▼

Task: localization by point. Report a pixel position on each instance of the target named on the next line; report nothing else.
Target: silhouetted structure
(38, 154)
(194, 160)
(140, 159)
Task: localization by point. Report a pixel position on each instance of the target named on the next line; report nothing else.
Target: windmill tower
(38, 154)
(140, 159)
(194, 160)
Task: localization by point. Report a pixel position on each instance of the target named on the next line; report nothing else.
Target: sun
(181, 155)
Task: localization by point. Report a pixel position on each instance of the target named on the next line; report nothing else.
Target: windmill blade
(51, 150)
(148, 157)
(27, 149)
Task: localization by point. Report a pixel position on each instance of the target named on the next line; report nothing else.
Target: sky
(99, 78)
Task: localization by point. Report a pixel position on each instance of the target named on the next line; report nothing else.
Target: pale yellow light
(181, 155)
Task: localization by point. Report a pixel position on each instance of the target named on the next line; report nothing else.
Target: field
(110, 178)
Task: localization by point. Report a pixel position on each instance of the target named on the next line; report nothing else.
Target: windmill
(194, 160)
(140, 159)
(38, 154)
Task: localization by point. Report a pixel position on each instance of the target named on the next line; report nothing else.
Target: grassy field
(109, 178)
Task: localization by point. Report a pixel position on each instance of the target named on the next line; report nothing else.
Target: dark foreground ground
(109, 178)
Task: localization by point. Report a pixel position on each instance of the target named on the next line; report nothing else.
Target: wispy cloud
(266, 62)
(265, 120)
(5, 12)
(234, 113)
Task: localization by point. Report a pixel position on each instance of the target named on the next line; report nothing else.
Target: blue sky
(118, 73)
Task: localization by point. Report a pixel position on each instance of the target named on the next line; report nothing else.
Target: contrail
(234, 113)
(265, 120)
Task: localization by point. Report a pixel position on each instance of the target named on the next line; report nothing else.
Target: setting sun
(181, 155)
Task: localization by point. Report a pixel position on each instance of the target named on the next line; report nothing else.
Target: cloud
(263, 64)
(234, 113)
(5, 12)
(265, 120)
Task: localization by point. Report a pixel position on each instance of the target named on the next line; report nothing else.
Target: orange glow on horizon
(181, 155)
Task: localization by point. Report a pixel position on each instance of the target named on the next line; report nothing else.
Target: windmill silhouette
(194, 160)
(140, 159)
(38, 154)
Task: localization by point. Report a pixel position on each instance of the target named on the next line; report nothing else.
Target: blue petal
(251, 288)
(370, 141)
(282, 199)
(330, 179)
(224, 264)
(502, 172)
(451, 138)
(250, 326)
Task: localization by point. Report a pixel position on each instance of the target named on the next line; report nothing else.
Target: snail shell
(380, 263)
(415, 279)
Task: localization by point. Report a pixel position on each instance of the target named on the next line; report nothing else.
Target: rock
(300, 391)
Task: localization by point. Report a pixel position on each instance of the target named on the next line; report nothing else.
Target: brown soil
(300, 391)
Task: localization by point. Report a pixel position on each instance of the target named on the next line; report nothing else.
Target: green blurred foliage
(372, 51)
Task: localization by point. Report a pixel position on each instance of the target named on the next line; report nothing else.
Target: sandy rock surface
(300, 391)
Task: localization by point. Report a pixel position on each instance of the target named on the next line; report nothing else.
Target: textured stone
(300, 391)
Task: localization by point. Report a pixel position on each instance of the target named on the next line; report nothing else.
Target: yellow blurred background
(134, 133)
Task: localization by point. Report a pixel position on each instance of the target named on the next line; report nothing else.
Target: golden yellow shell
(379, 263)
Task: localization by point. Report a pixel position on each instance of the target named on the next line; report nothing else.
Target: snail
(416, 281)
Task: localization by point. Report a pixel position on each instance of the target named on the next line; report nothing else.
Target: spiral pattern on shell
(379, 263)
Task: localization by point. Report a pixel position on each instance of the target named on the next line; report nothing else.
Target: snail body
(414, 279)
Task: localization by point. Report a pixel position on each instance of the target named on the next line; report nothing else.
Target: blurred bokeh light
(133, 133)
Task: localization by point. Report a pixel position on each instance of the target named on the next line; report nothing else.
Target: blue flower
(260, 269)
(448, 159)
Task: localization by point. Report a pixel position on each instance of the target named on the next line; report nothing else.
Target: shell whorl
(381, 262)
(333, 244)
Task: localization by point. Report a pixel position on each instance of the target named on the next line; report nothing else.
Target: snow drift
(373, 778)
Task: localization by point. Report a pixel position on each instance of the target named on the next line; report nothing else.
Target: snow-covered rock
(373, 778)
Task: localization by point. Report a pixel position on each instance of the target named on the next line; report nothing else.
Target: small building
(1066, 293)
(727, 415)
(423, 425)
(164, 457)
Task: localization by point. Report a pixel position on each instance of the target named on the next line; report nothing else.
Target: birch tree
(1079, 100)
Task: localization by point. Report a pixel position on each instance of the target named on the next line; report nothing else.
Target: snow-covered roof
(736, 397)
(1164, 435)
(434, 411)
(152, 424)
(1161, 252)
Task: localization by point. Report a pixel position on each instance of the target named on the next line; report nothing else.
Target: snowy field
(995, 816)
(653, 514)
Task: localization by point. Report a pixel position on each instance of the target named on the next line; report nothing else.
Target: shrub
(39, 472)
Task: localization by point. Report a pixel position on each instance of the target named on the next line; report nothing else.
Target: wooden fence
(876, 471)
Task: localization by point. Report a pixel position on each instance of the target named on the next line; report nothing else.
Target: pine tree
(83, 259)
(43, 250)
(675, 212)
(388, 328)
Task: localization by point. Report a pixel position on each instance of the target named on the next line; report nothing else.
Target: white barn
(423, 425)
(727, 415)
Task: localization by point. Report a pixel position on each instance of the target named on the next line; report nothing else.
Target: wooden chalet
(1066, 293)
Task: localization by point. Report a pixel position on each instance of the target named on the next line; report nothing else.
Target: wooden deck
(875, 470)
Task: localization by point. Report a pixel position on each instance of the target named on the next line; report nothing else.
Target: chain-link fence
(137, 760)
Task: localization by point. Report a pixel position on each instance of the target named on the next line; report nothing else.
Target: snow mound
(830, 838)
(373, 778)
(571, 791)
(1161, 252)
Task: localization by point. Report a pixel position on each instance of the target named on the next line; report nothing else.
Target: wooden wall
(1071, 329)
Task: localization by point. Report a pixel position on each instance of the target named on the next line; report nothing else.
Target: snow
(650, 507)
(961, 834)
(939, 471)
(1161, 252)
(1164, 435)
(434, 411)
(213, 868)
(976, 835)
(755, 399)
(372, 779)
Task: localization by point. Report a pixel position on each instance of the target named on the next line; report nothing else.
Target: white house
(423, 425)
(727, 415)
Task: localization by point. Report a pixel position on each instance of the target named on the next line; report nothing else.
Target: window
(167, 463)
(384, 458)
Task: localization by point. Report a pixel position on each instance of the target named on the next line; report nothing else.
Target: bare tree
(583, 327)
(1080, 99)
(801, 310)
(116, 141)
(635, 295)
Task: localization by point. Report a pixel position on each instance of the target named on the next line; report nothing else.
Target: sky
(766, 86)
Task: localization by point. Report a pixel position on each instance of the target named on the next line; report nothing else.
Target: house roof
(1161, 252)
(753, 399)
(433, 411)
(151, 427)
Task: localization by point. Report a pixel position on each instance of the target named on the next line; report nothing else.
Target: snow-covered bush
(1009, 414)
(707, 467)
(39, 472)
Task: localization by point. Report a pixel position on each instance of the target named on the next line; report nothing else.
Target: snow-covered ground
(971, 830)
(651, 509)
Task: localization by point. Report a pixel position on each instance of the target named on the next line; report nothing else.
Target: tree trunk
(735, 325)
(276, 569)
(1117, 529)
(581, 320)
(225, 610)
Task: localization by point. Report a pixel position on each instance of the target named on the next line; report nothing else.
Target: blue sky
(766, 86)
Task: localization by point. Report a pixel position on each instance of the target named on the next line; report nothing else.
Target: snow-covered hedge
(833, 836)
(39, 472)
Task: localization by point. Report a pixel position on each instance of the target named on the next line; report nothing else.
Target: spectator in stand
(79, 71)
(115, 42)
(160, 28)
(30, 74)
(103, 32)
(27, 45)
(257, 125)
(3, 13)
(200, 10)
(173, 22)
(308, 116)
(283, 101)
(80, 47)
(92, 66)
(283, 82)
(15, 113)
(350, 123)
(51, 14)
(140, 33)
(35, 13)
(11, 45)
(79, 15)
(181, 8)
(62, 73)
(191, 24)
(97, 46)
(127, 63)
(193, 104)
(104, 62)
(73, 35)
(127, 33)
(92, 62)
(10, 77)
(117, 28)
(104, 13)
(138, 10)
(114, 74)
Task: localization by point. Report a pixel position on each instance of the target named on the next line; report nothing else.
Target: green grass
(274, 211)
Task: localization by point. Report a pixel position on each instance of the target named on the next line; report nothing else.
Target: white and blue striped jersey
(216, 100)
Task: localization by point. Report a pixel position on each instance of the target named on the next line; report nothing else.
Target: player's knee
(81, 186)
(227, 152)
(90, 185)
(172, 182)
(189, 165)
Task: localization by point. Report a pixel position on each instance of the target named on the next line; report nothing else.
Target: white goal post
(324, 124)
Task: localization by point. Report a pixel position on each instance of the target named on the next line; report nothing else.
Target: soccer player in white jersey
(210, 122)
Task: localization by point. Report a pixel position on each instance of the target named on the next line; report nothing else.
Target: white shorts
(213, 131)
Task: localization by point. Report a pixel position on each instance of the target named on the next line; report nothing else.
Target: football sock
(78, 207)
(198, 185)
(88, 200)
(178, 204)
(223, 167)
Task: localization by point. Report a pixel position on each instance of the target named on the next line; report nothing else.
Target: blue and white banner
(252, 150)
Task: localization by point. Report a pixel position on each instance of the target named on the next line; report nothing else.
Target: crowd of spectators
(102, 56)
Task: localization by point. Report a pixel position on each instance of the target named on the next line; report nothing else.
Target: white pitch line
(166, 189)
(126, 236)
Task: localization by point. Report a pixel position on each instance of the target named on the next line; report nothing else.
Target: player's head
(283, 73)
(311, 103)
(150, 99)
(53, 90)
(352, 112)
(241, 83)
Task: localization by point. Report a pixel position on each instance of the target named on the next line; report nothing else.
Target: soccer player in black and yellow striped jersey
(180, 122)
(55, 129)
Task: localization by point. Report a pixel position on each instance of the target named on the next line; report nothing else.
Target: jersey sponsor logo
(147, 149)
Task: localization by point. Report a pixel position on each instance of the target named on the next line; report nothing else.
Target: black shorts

▲

▸ **Task statement**
Locate each line in the data above that contains the word "light", and copy every such line in full.

▸ **Output for this task**
Target: pale yellow light
Target: blurred bokeh light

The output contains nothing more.